WHAT YOU SHOULD DO
Answer with a number only: how many lines of the entries below contain the word "dome"?

TASK MATERIAL

**********

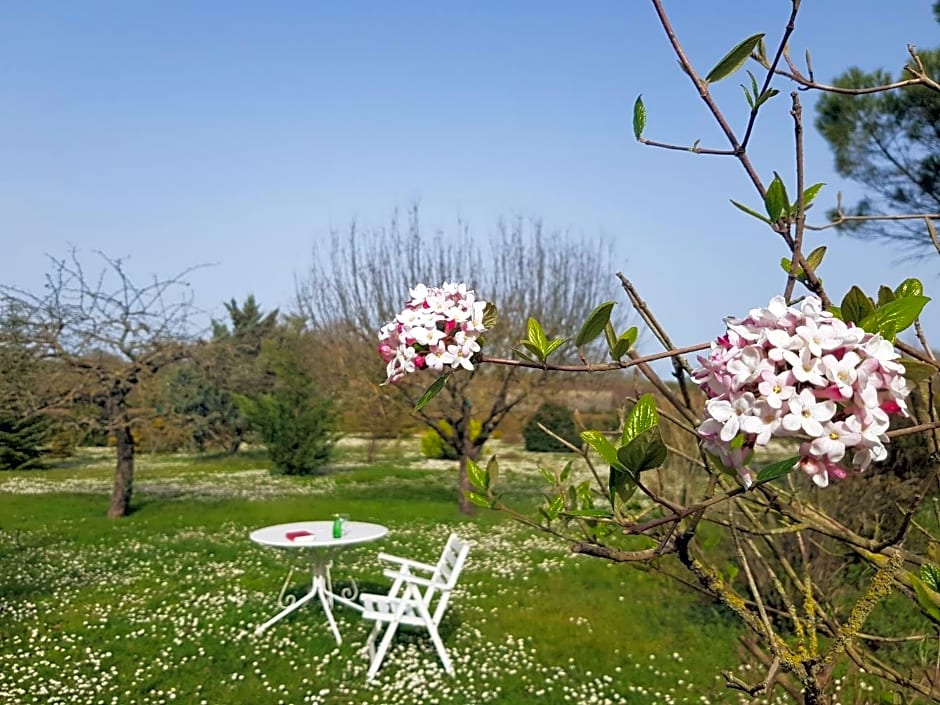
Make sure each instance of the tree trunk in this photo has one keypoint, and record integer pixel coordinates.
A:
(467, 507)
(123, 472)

**********

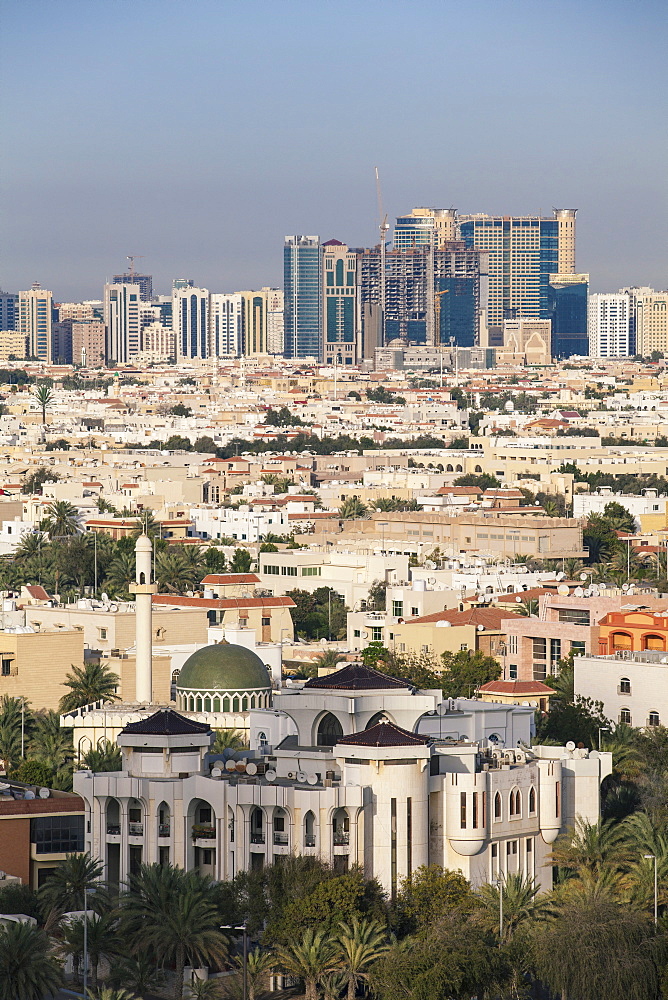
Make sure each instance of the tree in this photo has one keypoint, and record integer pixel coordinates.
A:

**********

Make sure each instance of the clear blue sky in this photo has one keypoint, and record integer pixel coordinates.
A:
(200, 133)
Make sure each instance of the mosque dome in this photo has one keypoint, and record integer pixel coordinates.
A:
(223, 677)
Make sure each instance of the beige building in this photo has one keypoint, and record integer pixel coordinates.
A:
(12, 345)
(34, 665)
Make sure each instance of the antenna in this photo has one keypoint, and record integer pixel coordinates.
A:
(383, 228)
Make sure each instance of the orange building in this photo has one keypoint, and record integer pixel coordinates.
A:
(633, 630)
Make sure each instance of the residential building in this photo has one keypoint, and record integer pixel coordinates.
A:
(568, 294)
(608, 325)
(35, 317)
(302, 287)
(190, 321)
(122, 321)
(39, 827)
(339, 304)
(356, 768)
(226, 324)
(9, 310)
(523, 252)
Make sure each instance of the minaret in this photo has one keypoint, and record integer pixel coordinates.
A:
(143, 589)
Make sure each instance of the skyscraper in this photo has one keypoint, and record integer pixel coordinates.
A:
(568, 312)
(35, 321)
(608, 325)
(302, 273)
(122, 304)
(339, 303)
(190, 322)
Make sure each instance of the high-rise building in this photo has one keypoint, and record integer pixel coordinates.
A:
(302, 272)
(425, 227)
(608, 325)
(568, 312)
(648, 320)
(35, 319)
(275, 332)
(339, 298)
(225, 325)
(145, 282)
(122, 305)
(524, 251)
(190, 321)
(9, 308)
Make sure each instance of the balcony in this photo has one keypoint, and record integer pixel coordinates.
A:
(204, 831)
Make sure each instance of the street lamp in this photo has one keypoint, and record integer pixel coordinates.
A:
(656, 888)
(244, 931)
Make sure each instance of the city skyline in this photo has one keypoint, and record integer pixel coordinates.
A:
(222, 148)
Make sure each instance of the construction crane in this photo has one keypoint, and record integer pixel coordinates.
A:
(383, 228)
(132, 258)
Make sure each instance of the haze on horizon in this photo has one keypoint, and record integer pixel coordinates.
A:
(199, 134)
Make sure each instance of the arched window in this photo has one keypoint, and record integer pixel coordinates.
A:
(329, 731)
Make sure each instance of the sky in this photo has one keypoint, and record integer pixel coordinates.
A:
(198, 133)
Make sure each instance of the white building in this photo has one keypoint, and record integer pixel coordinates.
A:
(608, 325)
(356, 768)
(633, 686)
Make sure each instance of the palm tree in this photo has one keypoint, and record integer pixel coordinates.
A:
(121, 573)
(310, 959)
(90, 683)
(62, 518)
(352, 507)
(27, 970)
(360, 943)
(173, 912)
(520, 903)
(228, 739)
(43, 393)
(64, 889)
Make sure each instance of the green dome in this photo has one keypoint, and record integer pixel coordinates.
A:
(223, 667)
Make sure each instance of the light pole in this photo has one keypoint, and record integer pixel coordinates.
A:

**********

THE COMPLETED TASK
2